## 依頼内容 1:
記録のうち、文字列「pole」を含む行がいくつあるかを数え、その数だけを答えてください。大文字と小文字は区別してください。

## 原文抜粋:
========

これは大人になるということなのでしょうか、成長するということなのでしょうか。<いや、違うよね。悩みも苦しみも、壁にぶち当たるようなつらい経験も、何度も思い出して後悔する出来事も、一つひとつがあなたにとってステキで大切なんじゃない?>と、この映画が話しかけているように感じます。
原作者・燃え殻はこう語っています。「よそ見をしていても構わない場面、構わない登場人物、記憶に残らない会話。僕の人生のほとんどは、そんな言葉と出会いと経験でできている。この映画を観た人が、そんな自分の中で眠っていた記憶を、やり過ごしていた出来事を思い出してくれたら、それ以上にうれしいことはありません」。

========

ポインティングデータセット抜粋

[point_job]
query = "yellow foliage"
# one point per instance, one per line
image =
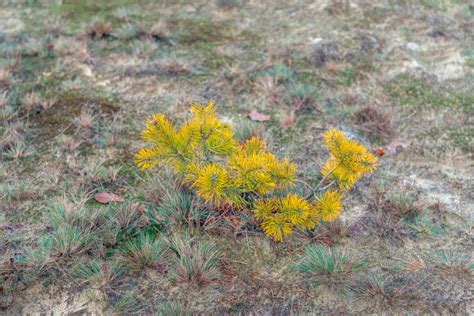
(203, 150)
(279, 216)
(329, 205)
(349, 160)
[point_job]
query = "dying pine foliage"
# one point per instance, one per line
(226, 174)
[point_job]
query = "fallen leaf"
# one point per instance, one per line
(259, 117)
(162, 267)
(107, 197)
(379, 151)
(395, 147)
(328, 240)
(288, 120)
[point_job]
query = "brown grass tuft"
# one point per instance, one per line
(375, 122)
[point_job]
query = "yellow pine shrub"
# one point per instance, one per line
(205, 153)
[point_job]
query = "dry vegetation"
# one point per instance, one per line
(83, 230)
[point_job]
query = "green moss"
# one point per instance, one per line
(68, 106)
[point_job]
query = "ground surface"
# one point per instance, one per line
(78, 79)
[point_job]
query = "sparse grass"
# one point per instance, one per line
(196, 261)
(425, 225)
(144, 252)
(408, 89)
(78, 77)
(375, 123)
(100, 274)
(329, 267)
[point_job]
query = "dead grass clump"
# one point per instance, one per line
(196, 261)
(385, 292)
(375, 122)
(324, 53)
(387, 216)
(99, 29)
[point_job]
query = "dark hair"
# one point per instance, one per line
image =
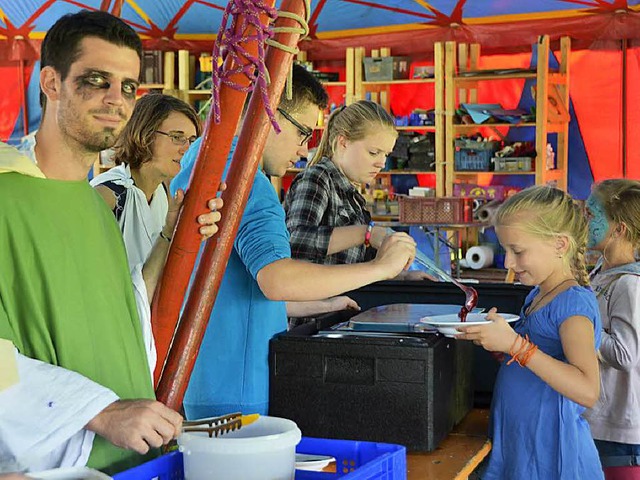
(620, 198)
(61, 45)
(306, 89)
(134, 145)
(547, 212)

========

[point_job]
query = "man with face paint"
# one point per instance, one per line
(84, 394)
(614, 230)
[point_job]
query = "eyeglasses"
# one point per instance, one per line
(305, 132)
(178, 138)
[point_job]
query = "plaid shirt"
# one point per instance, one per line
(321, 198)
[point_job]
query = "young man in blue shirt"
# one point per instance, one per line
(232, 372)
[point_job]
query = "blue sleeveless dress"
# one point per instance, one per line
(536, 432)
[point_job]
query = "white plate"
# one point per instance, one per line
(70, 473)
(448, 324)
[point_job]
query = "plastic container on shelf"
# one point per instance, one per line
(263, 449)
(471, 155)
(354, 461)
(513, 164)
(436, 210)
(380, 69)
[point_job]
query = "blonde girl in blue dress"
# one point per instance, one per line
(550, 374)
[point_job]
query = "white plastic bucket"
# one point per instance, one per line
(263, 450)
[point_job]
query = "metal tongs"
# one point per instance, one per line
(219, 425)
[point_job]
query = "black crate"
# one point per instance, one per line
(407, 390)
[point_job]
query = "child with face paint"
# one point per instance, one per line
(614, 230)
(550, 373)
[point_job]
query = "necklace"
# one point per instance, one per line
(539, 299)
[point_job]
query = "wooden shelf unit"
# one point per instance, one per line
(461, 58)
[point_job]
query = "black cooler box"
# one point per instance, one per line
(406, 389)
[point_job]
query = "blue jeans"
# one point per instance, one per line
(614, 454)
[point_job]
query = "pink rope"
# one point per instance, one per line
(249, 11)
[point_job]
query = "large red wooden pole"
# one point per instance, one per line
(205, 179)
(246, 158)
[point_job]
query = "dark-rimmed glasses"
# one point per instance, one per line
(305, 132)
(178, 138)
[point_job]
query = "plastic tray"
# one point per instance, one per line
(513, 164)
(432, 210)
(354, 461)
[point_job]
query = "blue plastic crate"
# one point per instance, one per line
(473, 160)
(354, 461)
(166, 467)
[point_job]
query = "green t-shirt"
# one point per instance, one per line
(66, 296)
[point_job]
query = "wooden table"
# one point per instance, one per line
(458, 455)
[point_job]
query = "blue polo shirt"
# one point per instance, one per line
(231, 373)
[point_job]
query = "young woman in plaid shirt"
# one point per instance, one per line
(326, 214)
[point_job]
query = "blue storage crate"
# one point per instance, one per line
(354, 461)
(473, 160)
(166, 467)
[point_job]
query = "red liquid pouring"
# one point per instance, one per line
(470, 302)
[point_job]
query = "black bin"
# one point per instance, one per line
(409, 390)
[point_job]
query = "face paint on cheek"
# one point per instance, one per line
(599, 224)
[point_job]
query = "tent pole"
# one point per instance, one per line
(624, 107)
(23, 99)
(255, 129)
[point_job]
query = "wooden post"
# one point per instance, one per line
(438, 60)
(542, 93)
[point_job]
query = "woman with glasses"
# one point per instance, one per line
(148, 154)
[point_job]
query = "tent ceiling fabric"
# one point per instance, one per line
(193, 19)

========

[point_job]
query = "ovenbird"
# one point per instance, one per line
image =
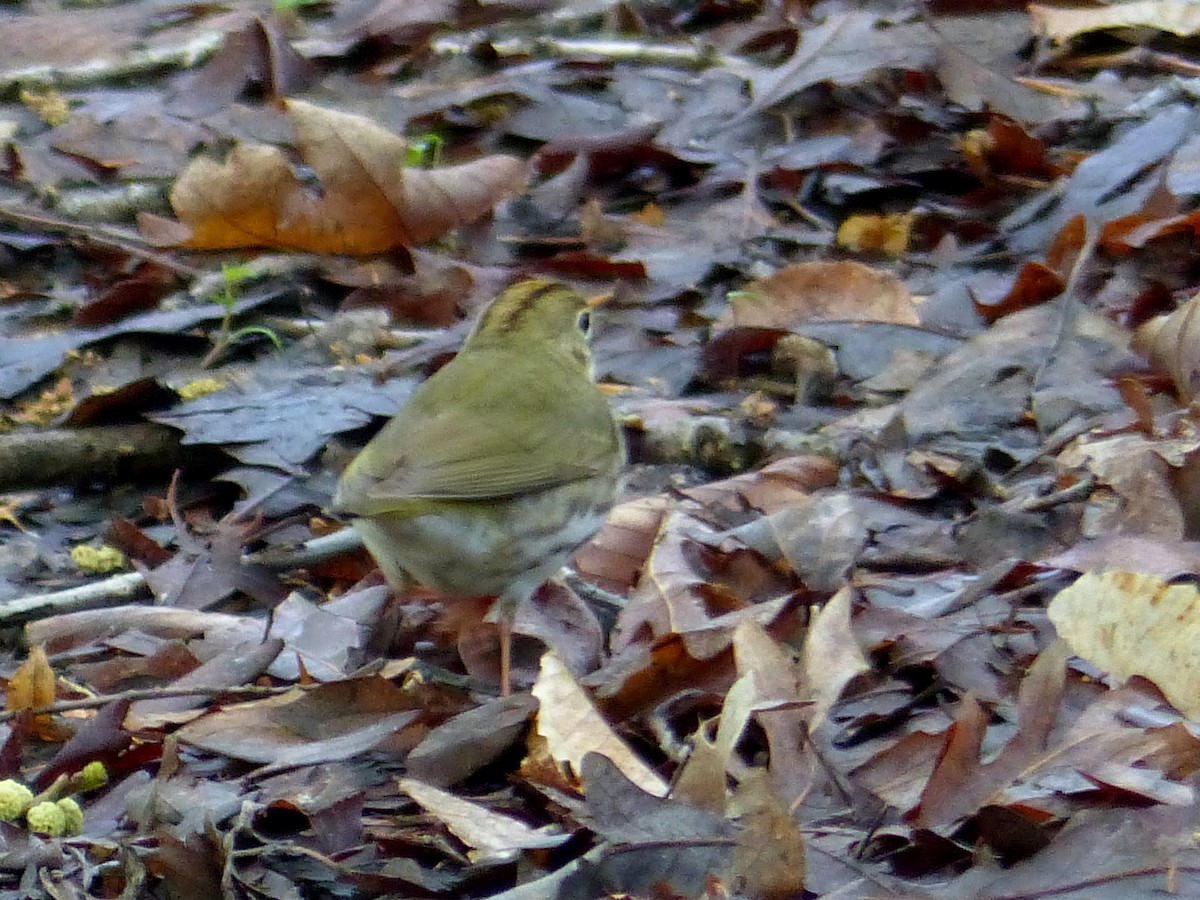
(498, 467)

========

## 依頼内容 2:
上に示した映画についての文章を、一字一句変えずに全文書き写してください。

## 回答全文 1:
2

## 回答全文 2:
これは大人になるということなのでしょうか、成長するということなのでしょうか。<いや、違うよね。悩みも苦しみも、壁にぶち当たるようなつらい経験も、何度も思い出して後悔する出来事も、一つひとつがあなたにとってステキで大切なんじゃない?>と、この映画が話しかけているように感じます。
原作者・燃え殻はこう語っています。「よそ見をしていても構わない場面、構わない登場人物、記憶に残らない会話。僕の人生のほとんどは、そんな言葉と出会いと経験でできている。この映画を観た人が、そんな自分の中で眠っていた記憶を、やり過ごしていた出来事を思い出してくれたら、それ以上にうれしいことはありません」。